[Items from a data source]
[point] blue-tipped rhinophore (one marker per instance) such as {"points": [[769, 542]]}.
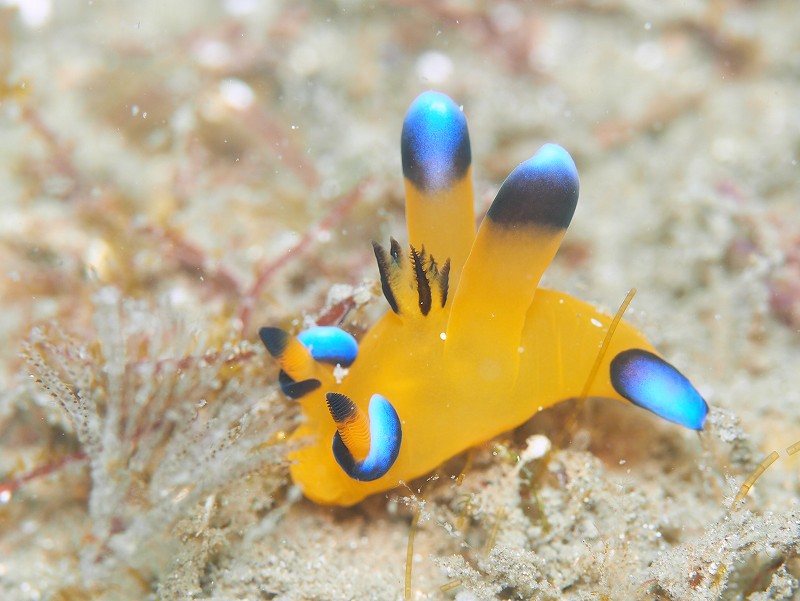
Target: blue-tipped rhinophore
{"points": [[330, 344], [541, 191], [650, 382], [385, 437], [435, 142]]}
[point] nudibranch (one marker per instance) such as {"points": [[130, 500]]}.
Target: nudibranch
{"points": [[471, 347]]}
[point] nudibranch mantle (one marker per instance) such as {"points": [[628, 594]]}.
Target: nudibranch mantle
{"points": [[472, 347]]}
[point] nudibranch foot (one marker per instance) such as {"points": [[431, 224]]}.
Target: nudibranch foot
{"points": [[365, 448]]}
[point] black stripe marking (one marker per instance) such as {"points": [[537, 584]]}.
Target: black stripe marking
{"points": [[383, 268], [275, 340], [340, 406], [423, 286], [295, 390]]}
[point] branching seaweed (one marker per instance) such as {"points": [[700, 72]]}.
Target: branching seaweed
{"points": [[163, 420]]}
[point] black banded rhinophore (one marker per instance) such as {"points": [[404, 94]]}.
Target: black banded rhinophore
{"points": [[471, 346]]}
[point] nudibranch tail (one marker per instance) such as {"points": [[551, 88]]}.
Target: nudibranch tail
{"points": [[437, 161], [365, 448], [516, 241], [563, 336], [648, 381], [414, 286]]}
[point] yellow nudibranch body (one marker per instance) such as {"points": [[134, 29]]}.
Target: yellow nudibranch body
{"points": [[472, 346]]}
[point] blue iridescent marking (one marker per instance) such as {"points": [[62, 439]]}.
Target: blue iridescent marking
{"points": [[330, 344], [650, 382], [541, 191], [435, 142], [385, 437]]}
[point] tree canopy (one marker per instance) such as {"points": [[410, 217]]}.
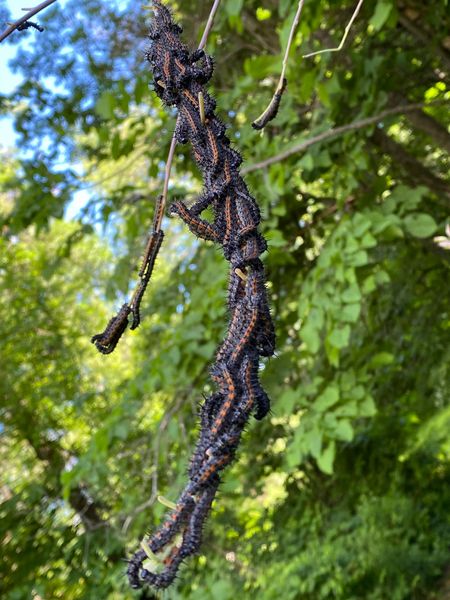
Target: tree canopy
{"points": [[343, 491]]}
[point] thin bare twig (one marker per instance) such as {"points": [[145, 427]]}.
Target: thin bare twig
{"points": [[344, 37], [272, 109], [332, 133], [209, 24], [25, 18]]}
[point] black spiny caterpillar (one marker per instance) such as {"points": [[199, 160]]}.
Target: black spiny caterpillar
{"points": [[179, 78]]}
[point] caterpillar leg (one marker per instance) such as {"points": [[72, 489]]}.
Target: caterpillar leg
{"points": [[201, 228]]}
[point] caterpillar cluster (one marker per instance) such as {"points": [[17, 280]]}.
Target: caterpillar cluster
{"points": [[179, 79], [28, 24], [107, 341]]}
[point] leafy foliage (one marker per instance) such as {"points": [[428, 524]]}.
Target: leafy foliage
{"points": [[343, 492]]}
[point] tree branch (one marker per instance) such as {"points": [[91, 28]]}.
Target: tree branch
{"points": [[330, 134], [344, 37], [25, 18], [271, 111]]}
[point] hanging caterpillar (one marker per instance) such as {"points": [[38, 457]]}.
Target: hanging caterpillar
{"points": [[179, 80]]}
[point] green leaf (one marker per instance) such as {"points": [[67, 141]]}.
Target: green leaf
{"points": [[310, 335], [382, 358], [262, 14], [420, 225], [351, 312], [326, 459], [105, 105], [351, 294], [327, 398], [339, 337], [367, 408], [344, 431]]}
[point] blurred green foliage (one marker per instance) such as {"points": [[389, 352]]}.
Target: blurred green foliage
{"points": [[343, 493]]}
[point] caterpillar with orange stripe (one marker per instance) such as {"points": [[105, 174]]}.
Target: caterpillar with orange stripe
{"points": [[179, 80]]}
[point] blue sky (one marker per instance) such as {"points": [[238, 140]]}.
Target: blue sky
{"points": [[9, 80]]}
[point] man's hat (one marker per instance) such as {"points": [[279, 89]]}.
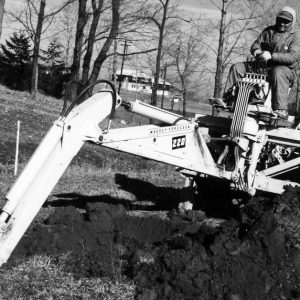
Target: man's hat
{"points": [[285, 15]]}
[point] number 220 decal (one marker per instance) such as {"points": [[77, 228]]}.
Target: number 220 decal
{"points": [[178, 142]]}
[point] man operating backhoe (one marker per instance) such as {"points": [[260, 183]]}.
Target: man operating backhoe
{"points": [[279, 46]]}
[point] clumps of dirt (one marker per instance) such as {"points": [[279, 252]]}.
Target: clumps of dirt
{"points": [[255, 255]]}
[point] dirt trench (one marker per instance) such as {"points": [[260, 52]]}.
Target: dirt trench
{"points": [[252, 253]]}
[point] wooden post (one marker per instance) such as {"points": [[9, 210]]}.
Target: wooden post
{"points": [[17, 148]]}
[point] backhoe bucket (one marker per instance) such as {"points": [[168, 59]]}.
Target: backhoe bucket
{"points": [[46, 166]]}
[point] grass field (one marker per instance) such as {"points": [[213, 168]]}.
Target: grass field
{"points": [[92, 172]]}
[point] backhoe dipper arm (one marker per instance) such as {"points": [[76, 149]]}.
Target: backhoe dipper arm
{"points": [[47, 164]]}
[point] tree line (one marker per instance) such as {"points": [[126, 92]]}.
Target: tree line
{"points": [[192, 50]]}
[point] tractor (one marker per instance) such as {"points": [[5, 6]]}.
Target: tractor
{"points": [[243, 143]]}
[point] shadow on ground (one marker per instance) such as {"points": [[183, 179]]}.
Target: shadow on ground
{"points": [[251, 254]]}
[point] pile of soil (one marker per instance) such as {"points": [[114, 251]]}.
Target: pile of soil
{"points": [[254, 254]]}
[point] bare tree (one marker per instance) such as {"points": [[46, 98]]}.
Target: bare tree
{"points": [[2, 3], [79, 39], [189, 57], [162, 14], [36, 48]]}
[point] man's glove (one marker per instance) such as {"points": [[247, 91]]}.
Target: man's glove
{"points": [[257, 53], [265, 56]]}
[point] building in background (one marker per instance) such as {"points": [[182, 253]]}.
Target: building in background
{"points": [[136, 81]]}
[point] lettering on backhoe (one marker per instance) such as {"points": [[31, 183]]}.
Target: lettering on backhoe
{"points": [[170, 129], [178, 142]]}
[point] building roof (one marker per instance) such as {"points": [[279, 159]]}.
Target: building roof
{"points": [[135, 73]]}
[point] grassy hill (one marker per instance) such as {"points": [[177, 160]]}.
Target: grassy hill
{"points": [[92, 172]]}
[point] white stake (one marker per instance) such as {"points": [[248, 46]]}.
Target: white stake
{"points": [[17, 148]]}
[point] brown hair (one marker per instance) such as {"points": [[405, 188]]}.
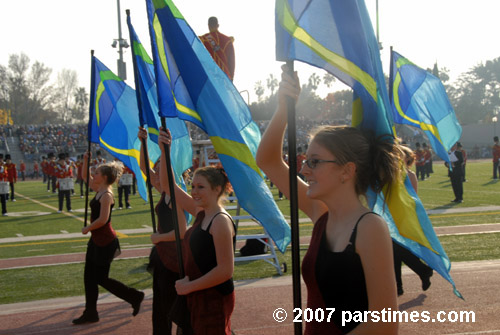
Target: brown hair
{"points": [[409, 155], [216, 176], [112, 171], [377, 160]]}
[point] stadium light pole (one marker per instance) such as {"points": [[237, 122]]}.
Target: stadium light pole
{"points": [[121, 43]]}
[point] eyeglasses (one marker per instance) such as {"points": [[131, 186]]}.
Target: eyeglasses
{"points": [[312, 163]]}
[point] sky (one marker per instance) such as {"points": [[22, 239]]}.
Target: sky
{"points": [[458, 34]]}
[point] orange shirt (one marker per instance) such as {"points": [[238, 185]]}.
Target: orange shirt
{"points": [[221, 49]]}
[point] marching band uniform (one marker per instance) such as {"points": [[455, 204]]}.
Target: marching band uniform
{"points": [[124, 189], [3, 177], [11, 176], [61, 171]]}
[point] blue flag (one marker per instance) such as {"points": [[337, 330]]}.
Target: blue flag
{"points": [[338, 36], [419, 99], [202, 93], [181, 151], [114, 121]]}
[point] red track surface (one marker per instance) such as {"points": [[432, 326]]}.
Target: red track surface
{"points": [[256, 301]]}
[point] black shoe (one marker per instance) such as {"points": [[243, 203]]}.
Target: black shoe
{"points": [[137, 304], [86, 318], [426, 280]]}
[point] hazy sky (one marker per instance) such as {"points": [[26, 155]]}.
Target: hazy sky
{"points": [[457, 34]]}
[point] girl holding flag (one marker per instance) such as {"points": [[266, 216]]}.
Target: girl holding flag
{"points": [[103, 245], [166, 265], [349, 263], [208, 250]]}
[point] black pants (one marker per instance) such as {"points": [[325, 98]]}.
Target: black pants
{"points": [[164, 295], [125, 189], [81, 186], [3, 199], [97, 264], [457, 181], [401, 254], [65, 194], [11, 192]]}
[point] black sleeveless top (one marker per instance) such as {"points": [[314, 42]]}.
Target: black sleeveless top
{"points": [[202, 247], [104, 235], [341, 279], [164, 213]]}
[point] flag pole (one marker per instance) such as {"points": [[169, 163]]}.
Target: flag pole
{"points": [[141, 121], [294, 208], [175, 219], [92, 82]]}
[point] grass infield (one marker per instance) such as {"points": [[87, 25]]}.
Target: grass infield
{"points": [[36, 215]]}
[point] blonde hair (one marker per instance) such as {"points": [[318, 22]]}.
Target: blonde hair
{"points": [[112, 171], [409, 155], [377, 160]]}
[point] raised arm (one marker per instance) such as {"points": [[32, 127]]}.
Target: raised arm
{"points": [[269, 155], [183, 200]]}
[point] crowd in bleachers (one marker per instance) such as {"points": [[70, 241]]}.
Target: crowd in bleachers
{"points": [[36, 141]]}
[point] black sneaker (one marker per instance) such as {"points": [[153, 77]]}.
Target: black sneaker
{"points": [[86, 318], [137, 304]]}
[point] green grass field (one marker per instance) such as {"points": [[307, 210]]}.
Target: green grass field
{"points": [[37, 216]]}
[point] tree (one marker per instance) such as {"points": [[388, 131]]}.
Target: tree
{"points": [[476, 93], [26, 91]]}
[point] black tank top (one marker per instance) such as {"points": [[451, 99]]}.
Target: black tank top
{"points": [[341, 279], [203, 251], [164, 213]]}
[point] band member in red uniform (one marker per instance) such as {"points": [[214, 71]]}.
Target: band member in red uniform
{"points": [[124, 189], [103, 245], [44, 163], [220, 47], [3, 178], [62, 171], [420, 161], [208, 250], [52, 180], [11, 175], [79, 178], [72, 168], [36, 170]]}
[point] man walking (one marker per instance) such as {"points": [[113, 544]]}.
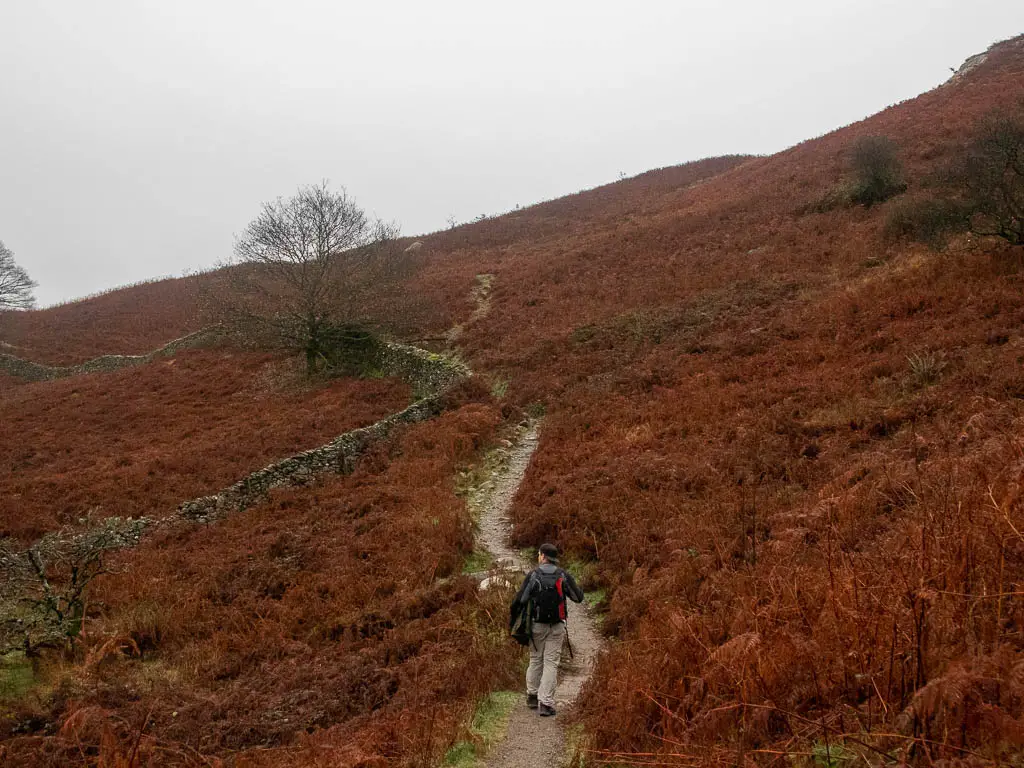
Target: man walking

Short problem. Revise the records starting at the line that has "[point] green grass" and continuing through the end of the records, replacing "black tank top" with "black sleeveless top" and leaving everything else unchanged. Leave the pictures out of your answer.

Completed exercise.
[point] green grass field (one marker per instance) such as {"points": [[307, 210]]}.
Target: green grass field
{"points": [[37, 216]]}
[point] tree (one marker per instance) such as {"points": [[388, 131]]}.
Target: tree
{"points": [[476, 93], [26, 91]]}
[point] black sleeveless top (one marker per instance) such as {"points": [[451, 99]]}.
Target: black sleeveless top
{"points": [[341, 279], [203, 251], [164, 213]]}
[point] band member in red uniform (one marker per instance) such as {"points": [[214, 71]]}.
Target: band member in red uniform
{"points": [[124, 189], [103, 245], [44, 163], [220, 47], [3, 178], [62, 171], [420, 161], [208, 250], [52, 180], [11, 175], [79, 178], [72, 168], [36, 170]]}
[point] man walking (one marker per instance) such as {"points": [[113, 544]]}.
Target: man walking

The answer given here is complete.